Given passage |
Cloudhands is not limited to making decisions based only on the information provided by Developer. Cloudhands may also consider any other available information, such as background check results or publicly available information.
Cloudhands reserves the right to remove any Product(s) from the Site by providing Developer with ten (10) days' written notice. However, if Cloudhands believes that the Product(s) may infringe on intellectual property, privacy, or other rights of third parties, Cloudhands reserves the right to remove the Product(s) immediately upon written notice to Developer. Cloudhands may also take other actions as necessary to protect its own interests and those of its Users, including issuing a Clawback Notice.
- Promotional Materials
Developer will provide Cloudhands with promotional materials, including text, images, videos, brand assets, and other content (collectively "Promotional Materials"). Developer grants Cloudhands a worldwide, royalty-free license to use these materials to market and list Developer’s Product(s) on the Site.
Developer is fully responsible for the accuracy and content of the Promotional Materials, including any descriptions, terms, features, and benefits of the Product(s) (the “Product Listing”).
- User Support
Developer will provide Tier 1 and Tier 2 User support for Users who purchase or access Products, including addressing all support requests via Developer’s online system or email (each, a “Support Request”). Developer must respond to each Support Request within 4 days and resolve it within 14 days, ensuring the User can access and use the Product as described in the Product Listing or Promotional Materials, to Cloudhands’ satisfaction.

Description of the task | Retype the developer agreement excerpt between "Cloudhands reserves the right to remove any" and "a Clawback Notice.", inclusive.

Given information |
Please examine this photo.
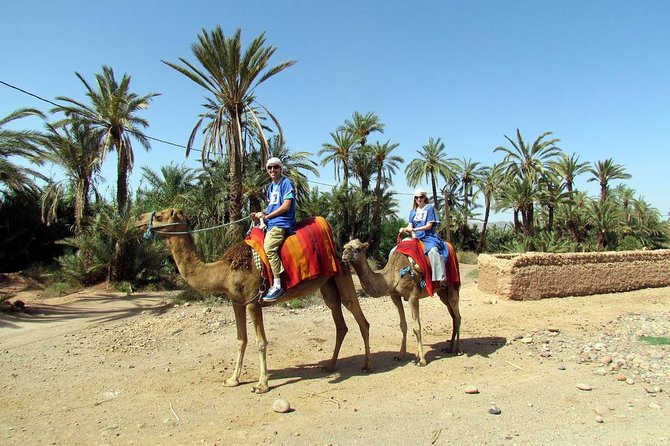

Reply |
Cloudhands reserves the right to remove any Product(s) from the Site by providing Developer with ten (10) days' written notice. However, if Cloudhands believes that the Product(s) may infringe on intellectual property, privacy, or other rights of third parties, Cloudhands reserves the right to remove the Product(s) immediately upon written notice to Developer. Cloudhands may also take other actions as necessary to protect its own interests and those of its Users, including issuing a Clawback Notice.